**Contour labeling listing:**

-=-=-=-=-

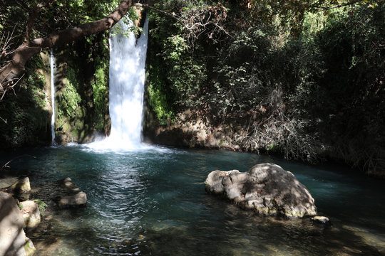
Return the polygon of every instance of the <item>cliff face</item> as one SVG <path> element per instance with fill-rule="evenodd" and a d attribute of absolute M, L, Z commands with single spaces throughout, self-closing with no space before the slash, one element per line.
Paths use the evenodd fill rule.
<path fill-rule="evenodd" d="M 186 110 L 178 114 L 174 122 L 160 125 L 148 110 L 145 114 L 143 135 L 145 142 L 182 147 L 227 149 L 247 151 L 236 142 L 242 127 L 227 124 L 214 124 L 208 118 Z"/>
<path fill-rule="evenodd" d="M 0 150 L 51 144 L 50 68 L 47 53 L 34 56 L 14 92 L 0 102 Z"/>
<path fill-rule="evenodd" d="M 110 132 L 108 34 L 54 49 L 58 144 L 86 143 Z M 0 102 L 0 149 L 51 144 L 49 51 L 27 63 L 14 93 Z"/>
<path fill-rule="evenodd" d="M 56 141 L 88 143 L 109 133 L 107 33 L 55 54 Z"/>

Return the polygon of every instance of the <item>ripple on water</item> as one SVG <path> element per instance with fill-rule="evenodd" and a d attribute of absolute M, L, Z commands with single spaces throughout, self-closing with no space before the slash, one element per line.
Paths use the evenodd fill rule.
<path fill-rule="evenodd" d="M 28 169 L 31 181 L 44 183 L 70 176 L 87 193 L 86 208 L 54 213 L 58 223 L 55 228 L 32 236 L 46 247 L 49 241 L 60 240 L 52 255 L 383 252 L 383 183 L 363 183 L 351 175 L 250 154 L 169 149 L 102 154 L 84 149 L 72 146 L 35 150 L 36 159 L 14 163 Z M 335 223 L 333 228 L 313 225 L 308 220 L 256 217 L 205 193 L 203 182 L 212 170 L 245 171 L 259 162 L 274 161 L 308 187 L 319 211 Z"/>

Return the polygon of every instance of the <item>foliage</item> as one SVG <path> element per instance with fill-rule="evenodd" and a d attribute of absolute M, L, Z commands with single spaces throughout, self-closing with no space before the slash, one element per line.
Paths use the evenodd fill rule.
<path fill-rule="evenodd" d="M 77 92 L 77 88 L 79 87 L 77 78 L 79 75 L 73 68 L 68 68 L 66 76 L 68 82 L 58 99 L 58 116 L 71 118 L 81 101 L 81 97 Z"/>
<path fill-rule="evenodd" d="M 38 144 L 49 134 L 49 95 L 44 90 L 43 64 L 39 55 L 27 63 L 24 79 L 14 94 L 0 102 L 0 144 L 2 149 Z"/>
<path fill-rule="evenodd" d="M 177 2 L 173 10 L 188 6 Z M 236 142 L 251 150 L 383 168 L 384 3 L 227 4 L 224 27 L 235 39 L 215 42 L 188 43 L 178 24 L 153 14 L 153 107 L 160 113 L 170 109 L 165 105 L 173 113 L 193 108 L 217 122 L 240 123 L 245 134 Z"/>

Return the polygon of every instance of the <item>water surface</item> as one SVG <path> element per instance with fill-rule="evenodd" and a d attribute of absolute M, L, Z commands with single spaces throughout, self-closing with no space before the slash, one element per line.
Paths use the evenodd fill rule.
<path fill-rule="evenodd" d="M 222 151 L 148 147 L 117 152 L 73 146 L 24 153 L 36 158 L 15 160 L 12 166 L 28 173 L 32 187 L 69 176 L 88 200 L 83 209 L 52 211 L 29 235 L 38 255 L 385 252 L 384 181 L 346 170 Z M 260 218 L 205 193 L 210 171 L 246 171 L 262 162 L 293 172 L 333 227 Z"/>

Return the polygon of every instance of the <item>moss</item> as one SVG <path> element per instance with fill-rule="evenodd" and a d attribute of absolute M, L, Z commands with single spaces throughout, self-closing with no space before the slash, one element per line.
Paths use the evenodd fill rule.
<path fill-rule="evenodd" d="M 0 144 L 3 149 L 48 144 L 51 139 L 44 91 L 44 65 L 40 55 L 26 65 L 26 74 L 14 93 L 8 93 L 0 104 Z"/>
<path fill-rule="evenodd" d="M 104 129 L 104 117 L 108 107 L 108 58 L 97 58 L 95 80 L 92 82 L 95 106 L 95 128 Z"/>

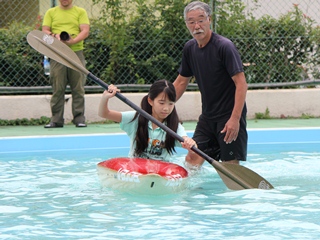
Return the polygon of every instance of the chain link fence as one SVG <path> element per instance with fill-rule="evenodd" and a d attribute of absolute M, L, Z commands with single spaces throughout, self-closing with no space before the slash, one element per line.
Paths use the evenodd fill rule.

-=-=-=-=-

**Exercise aim:**
Output as a JSON list of strings, one per line, the part of the listing that opens with the line containing "Return the polygon of every instance of the <item>water" and runs through the end of the listing, leaving out blank lines and pictures.

**Full answer:**
[
  "Return the polygon of every instance of the <item>water surface</item> as one SVG <path> element per instance with fill-rule=\"evenodd\" and a d attribute of absolute M, L, Z commands with single spaces throughout, self-closing with no space before the slash, one element per line.",
  "Paths use the evenodd fill rule.",
  "<path fill-rule=\"evenodd\" d=\"M 222 151 L 148 147 L 117 152 L 73 146 L 24 153 L 36 158 L 15 160 L 12 166 L 28 173 L 32 187 L 69 176 L 88 200 L 83 209 L 52 211 L 29 235 L 38 255 L 385 252 L 384 181 L 346 170 Z M 260 218 L 205 193 L 210 171 L 246 171 L 262 162 L 293 172 L 333 227 Z\"/>",
  "Return the polygon of every instance of the <item>moss</item> as one SVG <path> element per instance with fill-rule=\"evenodd\" and a d attribute of absolute M, L, Z commands with single spaces throughout, self-closing with no space before the slash, one element per line.",
  "Paths use the evenodd fill rule.",
  "<path fill-rule=\"evenodd\" d=\"M 0 144 L 3 149 L 48 144 L 51 139 L 44 91 L 44 65 L 40 55 L 26 65 L 26 74 L 14 93 L 8 93 L 0 104 Z\"/>",
  "<path fill-rule=\"evenodd\" d=\"M 104 129 L 104 117 L 108 107 L 108 58 L 97 58 L 95 80 L 92 82 L 95 106 L 95 128 Z\"/>",
  "Return the polygon of every instance of the chain link fence as one SVG <path> element per instance with fill-rule=\"evenodd\" and a d attribute of absolute M, L, Z commands with single spaces throughout, self-closing with no space before the slash, one element per line.",
  "Paths use the evenodd fill rule."
]